Exercise set:
A - For the text on Discover Identity Alerts, decide whether each statement agrees with it: (i) the alerts can be used both online and by phone; (ii) monitoring the credit report does not affect the credit score; (iii) the Primary cardmember must agree online before receiving identity alerts. Answer yes or no for each, quoting the words of the text that decide it.
B - Resume the text on Discover Identity Alerts, picking up right after its final sentence.

Discover® Identity Alerts are offered by Discover Bank at no cost, only available online, and currently include the following services: (a) daily monitoring of your Experian ® credit report and an alert when a new account is listed on your report; (b) daily monitoring of thousands of risky websites known for revealing personal information and an alert if your Social Security Number on is found on such a website. This information is intended for, and only provided to, Primary credit cardmembers whose accounts are open, in good standing and have an email address on file. The Primary cardmember must agree online to receive identity alerts. Identity alert services are based on Experian information and data which may differ from information and data at other credit bureaus. Monitoring your credit report does not impact your credit score. This benefit may change or end in the future. Discover Bank is not a credit repair organization as defined under federal or state law, including the Credit Repair Organizations Act. See Frequently Asked Questions.

  
Yeah paused after having read the fine print too:
discover card site said: To provide you with identity alerts, you authorize Discover to obtain information from your personal credit report or other information from one or more credit reporting agencies (including Experian®) on a regular basis.

Dataset rows:
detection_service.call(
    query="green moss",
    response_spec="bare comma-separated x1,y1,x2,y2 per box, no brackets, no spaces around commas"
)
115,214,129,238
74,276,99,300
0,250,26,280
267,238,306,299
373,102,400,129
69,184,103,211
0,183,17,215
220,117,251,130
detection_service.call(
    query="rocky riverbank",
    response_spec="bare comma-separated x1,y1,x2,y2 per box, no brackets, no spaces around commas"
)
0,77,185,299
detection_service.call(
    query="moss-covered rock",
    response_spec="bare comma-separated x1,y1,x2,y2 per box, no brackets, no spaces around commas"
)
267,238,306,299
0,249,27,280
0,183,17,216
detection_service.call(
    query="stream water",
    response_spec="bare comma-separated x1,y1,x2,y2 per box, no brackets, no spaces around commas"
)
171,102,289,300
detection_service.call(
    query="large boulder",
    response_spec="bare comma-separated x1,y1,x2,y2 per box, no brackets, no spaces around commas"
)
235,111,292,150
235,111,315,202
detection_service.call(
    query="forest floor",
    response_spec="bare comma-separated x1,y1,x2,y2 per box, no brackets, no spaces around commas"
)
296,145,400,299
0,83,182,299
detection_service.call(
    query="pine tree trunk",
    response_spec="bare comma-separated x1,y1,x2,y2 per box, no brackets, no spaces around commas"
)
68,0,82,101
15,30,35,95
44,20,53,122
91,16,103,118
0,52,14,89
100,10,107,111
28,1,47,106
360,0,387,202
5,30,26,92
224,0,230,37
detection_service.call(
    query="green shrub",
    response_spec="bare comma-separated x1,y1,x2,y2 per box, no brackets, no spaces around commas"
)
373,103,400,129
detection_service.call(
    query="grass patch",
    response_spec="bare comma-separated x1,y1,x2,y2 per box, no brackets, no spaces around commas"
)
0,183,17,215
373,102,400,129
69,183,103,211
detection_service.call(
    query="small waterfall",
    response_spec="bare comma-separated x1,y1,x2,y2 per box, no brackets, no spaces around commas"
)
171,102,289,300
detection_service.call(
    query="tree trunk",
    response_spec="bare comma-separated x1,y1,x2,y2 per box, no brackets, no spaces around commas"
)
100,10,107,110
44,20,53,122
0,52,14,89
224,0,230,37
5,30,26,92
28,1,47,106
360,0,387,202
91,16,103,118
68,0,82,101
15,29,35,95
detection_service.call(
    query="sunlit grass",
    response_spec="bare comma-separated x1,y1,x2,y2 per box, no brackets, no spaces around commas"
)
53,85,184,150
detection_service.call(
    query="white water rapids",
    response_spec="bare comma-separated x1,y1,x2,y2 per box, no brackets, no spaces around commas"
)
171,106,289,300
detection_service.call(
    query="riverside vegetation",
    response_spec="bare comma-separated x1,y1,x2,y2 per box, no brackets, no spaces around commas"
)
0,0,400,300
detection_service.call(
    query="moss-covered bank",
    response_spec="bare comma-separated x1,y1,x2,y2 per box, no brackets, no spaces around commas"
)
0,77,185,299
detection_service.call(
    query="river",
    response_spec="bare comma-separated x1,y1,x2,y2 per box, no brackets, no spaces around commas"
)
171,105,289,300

Responses to the exercise:
A -
(i) No: "only available online"
(ii) Yes: "Monitoring your credit report does not impact your credit score."
(iii) Yes: "The Primary cardmember must agree online to receive identity alerts."

B -
I mean yes they have SSN info already but is this authorizing them to have more info on me/us than normal at faster intervals so they benefit more?  e.g.  in terms of "other" credit/financial activities allowing them to snoop on competing cards activities -- so they can gather info such as "last month Chase BlueSuper Card (I made up) was signed up by 250000 consumers"  knowing they introduced specific known service, or "380000 customers had their Bank of America Dividend card closed"  per known specif change in policy, such business intelligence  info can be extremely useful to them per on capita basis more than what it costs them to provide this service. 

They can use this to make very strategic decisions without experimenting such features or changes in policy themselves, just seeing the impact immediately once sizable populace signs up for this "free" service.

Basically, yes I may get the benefit but am I providing more to them than what I am getting? Should they be paying me to have this service (right now them being the only player this question is moot) -- but once more get into this game, slowly I assume we will start maturing into proper legal framework for individual personal info compensation for sharing with corporations.

Just some more food for thought -- besides the obvious risks of more players accessing and exposing the info, as other pointed out already...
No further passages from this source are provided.